O ministro do Supremo Tribunal Federal (STF), Luís Roberto Barroso, restituiu o mandato de vereador de Curitiba a Renato Freitas (PT-PR), que tinha sido cassado em agosto por invadir uma igreja em Curitiba (PR) durante uma manifestação contra o racismo.

Barroso disse na sua decisão que “a cassação do vereador em questão ultrapassa a discussão quanto aos limites éticos de sua conduta, envolvendo debate sobre o grau de proteção conferido ao exercício do direito à liberdade de expressão por parlamentar negro voltado justamente à defesa da igualdade racial e da superação da violência e da discriminação que sistematicamente afligem a população negra no Brasil”.

“Sem me pronunciar, de maneira definitiva, sobre o mérito da cassação do mandato em questão, é necessário deixar assentado que a quebra de decoro parlamentar não pode ser invocada para fragilizar a representação política de pessoas negras, tampouco para cercear manifestações legítimas de combate ao preconceito, à discriminação e à violência contra elas”, diz Barroso.
■ ■ ■ ■
- _O que fazer_:
1: Segundo o texto, em que mês o mandato de Renato Freitas foi cassado?
2: Reproduza o trecho do texto que se inicia pelas palavras que contêm "O ministro do" e se encerra em "contra o racismo.", substituindo "agosto" por "setembro".

- _Material fornecido_:
■ ■ ■ ■
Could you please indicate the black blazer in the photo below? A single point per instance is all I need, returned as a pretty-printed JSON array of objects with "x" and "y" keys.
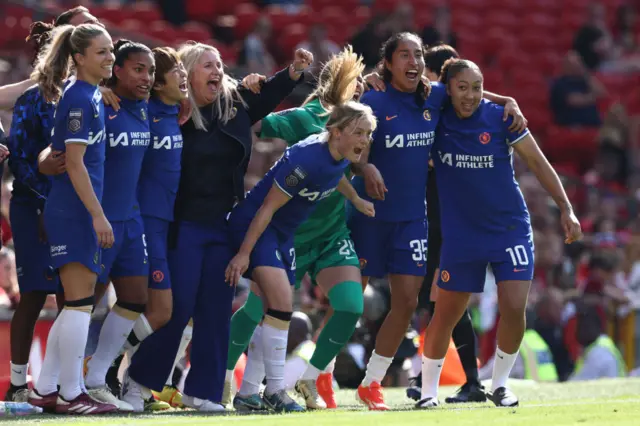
[{"x": 195, "y": 199}]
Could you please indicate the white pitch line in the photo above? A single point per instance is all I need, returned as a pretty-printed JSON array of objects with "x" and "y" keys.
[{"x": 232, "y": 418}]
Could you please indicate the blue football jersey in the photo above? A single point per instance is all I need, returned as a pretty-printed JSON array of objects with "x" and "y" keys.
[
  {"x": 400, "y": 150},
  {"x": 307, "y": 173},
  {"x": 128, "y": 138},
  {"x": 480, "y": 198},
  {"x": 79, "y": 118},
  {"x": 160, "y": 175},
  {"x": 30, "y": 134}
]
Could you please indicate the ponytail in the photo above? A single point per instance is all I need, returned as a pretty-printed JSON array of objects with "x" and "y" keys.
[{"x": 53, "y": 63}]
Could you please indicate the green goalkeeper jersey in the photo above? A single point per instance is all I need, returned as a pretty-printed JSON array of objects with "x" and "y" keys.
[{"x": 294, "y": 125}]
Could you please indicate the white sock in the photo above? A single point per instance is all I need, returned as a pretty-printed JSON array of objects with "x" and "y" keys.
[
  {"x": 73, "y": 333},
  {"x": 114, "y": 333},
  {"x": 254, "y": 370},
  {"x": 19, "y": 374},
  {"x": 274, "y": 345},
  {"x": 182, "y": 350},
  {"x": 311, "y": 373},
  {"x": 431, "y": 370},
  {"x": 502, "y": 368},
  {"x": 376, "y": 369},
  {"x": 330, "y": 367},
  {"x": 141, "y": 329},
  {"x": 50, "y": 371}
]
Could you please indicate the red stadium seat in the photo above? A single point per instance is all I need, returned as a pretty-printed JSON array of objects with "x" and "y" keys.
[
  {"x": 548, "y": 63},
  {"x": 132, "y": 25},
  {"x": 534, "y": 42},
  {"x": 195, "y": 31},
  {"x": 467, "y": 21},
  {"x": 247, "y": 15},
  {"x": 361, "y": 16},
  {"x": 164, "y": 31},
  {"x": 291, "y": 36},
  {"x": 466, "y": 5},
  {"x": 503, "y": 20},
  {"x": 541, "y": 23},
  {"x": 146, "y": 12},
  {"x": 501, "y": 6},
  {"x": 279, "y": 18},
  {"x": 203, "y": 11},
  {"x": 546, "y": 7}
]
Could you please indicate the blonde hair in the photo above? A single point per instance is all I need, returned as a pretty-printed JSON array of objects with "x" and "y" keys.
[
  {"x": 190, "y": 54},
  {"x": 53, "y": 64},
  {"x": 344, "y": 114},
  {"x": 337, "y": 79}
]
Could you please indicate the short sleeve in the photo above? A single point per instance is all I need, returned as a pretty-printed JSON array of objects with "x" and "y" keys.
[
  {"x": 514, "y": 137},
  {"x": 438, "y": 95},
  {"x": 293, "y": 175},
  {"x": 78, "y": 115},
  {"x": 287, "y": 125}
]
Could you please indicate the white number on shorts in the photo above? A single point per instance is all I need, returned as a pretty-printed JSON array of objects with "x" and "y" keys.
[
  {"x": 518, "y": 255},
  {"x": 144, "y": 244},
  {"x": 292, "y": 253},
  {"x": 419, "y": 248},
  {"x": 346, "y": 249},
  {"x": 311, "y": 196}
]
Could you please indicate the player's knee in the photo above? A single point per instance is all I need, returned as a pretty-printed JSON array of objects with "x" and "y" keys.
[
  {"x": 128, "y": 310},
  {"x": 253, "y": 307},
  {"x": 404, "y": 302},
  {"x": 159, "y": 317},
  {"x": 83, "y": 305},
  {"x": 347, "y": 297},
  {"x": 465, "y": 320}
]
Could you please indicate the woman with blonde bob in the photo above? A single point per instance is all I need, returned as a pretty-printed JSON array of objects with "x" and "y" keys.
[
  {"x": 323, "y": 249},
  {"x": 305, "y": 176},
  {"x": 215, "y": 156}
]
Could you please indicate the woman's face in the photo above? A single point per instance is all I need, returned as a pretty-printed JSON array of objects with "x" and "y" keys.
[
  {"x": 136, "y": 76},
  {"x": 96, "y": 63},
  {"x": 174, "y": 88},
  {"x": 465, "y": 89},
  {"x": 407, "y": 65},
  {"x": 206, "y": 78},
  {"x": 354, "y": 138}
]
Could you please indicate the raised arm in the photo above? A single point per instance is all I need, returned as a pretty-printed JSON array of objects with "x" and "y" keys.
[
  {"x": 277, "y": 88},
  {"x": 511, "y": 108},
  {"x": 21, "y": 143},
  {"x": 10, "y": 93},
  {"x": 346, "y": 189},
  {"x": 528, "y": 150}
]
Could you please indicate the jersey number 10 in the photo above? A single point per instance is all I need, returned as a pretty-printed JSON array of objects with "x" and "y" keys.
[{"x": 518, "y": 255}]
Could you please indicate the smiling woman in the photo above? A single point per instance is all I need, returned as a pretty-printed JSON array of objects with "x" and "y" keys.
[
  {"x": 76, "y": 225},
  {"x": 125, "y": 263},
  {"x": 215, "y": 156}
]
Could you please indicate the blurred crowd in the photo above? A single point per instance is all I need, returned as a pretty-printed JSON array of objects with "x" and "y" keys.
[{"x": 592, "y": 138}]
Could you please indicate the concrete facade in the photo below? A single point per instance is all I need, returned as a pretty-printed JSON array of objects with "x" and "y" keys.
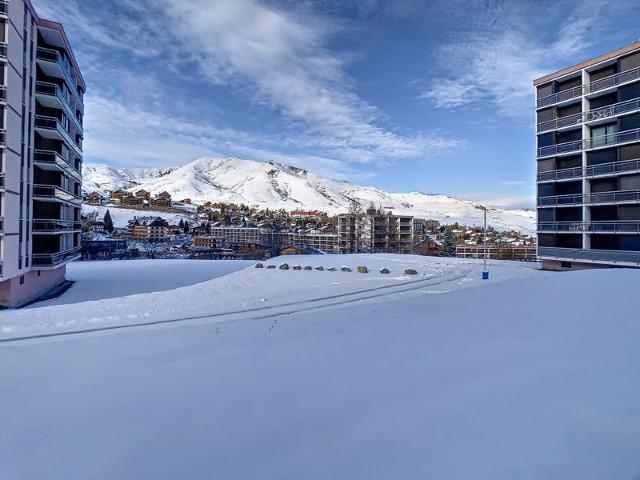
■ ■ ■ ■
- _Soluções por tarefa_:
1: Em agosto.

2:
O ministro do Supremo Tribunal Federal (STF), Luís Roberto Barroso, restituiu o mandato de vereador de Curitiba a Renato Freitas (PT-PR), que tinha sido cassado em setembro por invadir uma igreja em Curitiba (PR) durante uma manifestação contra o racismo.